INSTRUCTION 1 - In the Apache logging text, what is the new %R directive a shortcut for?

======== DOCUMENT EXTRACT

LogFormat "INSERT INTO blackbox SET virtualhost=%v,remoteip=%a,\
        remoteport=%S,serverid=%{SERVERID}e,connectionstatus=%X,\
        remoteuser=%u,identuser=%l,datetime=%t,requestmethod=%m,\
        url=%R,protocol=%H,statusbeforeredir=%s,statusafterredir=%>s,\
        processid=%{pid}P,threadid=%{tid}P,seconds=%T,microseconds=%D,\
        bytesin=%I,bytesout=%O,bytescontent=%B,useragent=%{User-Agent}i,\
        referer=%{Referer}i,uniqueid=%{UNIQUE_ID}e" blackbox

CustomLog mysql:logwriter!logpass@localhost/apachelogs blackbox

The updated mod_log_config file adds a new logging directive, %R. This is a shortcut for the %U%q convention, for people who want to record the URL and the query string.

The mod_log_mysql module connects as a client to the database server and passes along the insert statement exactly as specified in the configuration file. The code modifies the statement to escape strings properly, escaping certain characters to minimize SQL injection attacks.

If there are errors in the statement, inspect the MySQL server log to check for bad input. You can also check the Apache error logs for SQL statement errors.

Identifying individual web servers

If you look at the CREATE and INSERT statements in the above examples, you'll notice an additional field. The serverid field is a string used to identify a running server instance.

================

INSTRUCTION 2 - Please reproduce the rows word for word, everything from their first line down to the line containing "285 162 L 252", with both of those lines included.

======== DATA SUPPLIED

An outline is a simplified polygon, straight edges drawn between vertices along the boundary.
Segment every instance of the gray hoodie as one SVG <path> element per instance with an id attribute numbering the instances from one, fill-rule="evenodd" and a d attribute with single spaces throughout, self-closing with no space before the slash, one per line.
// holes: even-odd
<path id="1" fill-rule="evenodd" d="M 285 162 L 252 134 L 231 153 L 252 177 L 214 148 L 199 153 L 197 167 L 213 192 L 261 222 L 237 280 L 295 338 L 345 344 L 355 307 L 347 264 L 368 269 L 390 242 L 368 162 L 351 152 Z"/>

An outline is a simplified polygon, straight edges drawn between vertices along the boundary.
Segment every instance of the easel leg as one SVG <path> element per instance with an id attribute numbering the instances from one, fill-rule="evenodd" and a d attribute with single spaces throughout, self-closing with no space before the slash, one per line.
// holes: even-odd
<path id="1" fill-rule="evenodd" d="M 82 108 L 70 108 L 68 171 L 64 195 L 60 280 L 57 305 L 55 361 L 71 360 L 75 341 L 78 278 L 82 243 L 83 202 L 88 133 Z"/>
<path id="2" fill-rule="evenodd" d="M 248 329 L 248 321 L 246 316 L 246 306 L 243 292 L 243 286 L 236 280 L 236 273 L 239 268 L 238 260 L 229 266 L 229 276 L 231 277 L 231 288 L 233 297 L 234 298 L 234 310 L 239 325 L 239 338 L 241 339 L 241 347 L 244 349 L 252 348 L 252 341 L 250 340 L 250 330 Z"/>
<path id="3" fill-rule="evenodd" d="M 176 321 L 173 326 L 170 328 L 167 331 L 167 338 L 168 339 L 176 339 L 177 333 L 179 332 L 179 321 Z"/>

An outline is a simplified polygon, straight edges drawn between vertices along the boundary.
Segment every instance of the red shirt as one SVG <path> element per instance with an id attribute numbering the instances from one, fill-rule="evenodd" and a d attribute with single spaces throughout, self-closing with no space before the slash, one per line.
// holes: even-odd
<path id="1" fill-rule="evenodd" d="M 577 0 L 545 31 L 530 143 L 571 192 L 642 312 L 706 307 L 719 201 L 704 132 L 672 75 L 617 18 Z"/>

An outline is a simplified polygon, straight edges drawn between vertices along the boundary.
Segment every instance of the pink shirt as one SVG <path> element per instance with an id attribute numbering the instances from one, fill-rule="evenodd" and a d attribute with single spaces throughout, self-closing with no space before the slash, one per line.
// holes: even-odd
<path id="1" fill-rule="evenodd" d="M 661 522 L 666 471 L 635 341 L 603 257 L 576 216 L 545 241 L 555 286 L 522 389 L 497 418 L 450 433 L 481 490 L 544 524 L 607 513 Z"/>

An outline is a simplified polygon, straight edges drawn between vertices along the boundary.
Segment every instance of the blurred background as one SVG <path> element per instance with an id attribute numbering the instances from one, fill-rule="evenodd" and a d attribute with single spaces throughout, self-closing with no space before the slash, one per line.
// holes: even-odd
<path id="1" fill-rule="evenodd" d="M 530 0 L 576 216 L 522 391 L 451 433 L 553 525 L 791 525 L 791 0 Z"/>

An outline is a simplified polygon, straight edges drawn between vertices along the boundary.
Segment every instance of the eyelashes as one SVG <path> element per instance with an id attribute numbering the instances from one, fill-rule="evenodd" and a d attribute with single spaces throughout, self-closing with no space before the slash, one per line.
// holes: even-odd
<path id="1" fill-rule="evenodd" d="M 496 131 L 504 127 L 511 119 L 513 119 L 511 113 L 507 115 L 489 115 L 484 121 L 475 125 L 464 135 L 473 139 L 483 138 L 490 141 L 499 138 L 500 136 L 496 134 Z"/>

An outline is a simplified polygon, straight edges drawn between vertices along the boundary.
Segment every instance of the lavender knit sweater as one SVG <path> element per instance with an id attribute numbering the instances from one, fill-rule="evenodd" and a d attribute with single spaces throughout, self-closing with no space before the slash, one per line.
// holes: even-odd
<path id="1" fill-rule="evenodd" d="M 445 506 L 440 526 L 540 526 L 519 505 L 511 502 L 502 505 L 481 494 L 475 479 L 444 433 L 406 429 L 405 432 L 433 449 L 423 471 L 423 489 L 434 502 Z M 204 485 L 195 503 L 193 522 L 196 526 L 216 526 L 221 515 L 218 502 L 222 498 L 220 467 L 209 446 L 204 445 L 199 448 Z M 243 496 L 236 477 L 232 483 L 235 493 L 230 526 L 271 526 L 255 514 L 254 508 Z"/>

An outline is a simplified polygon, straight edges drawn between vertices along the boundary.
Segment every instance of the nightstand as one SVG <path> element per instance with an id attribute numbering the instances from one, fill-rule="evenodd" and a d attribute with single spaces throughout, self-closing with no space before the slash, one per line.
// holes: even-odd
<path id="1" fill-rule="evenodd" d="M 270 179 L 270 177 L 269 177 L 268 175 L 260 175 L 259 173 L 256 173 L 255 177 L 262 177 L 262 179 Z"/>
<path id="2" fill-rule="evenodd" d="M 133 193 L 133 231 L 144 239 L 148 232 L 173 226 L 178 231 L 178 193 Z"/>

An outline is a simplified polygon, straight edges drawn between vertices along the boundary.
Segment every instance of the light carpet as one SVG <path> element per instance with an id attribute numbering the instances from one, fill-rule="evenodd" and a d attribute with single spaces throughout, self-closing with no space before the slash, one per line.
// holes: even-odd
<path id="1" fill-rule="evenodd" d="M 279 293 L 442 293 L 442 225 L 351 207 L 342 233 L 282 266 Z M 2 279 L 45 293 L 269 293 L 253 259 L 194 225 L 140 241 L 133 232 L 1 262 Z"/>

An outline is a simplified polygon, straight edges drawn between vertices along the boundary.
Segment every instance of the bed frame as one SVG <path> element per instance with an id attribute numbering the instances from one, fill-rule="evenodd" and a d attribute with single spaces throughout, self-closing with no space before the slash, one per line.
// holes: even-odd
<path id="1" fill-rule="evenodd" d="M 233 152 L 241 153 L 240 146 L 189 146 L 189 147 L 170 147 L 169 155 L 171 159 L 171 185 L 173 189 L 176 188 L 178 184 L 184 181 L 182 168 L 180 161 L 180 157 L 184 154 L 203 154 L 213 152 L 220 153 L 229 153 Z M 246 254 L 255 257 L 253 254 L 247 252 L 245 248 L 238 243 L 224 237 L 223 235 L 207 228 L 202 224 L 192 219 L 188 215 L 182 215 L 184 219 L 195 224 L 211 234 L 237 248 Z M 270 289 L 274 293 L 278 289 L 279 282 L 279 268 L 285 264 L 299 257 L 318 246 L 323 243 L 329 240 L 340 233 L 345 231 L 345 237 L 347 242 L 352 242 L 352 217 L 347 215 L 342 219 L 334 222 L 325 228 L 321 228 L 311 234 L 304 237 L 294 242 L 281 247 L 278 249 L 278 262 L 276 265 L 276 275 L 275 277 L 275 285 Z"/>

================

RESULT 1 - The %U%q convention, for recording the URL and the query string.

RESULT 2 -
An outline is a simplified polygon, straight edges drawn between vertices along the boundary.
Segment every instance of the gray hoodie as one SVG <path> element per instance with an id attribute numbering the instances from one, fill-rule="evenodd" and a d attribute with single spaces throughout, self-closing with no space before the slash, one per line.
// holes: even-odd
<path id="1" fill-rule="evenodd" d="M 285 162 L 252 134 L 231 153 L 252 177 L 214 148 L 199 153 L 197 167 L 213 192 L 261 222 L 237 280 L 295 338 L 345 344 L 355 307 L 347 264 L 368 269 L 390 242 L 368 162 L 351 152 Z"/>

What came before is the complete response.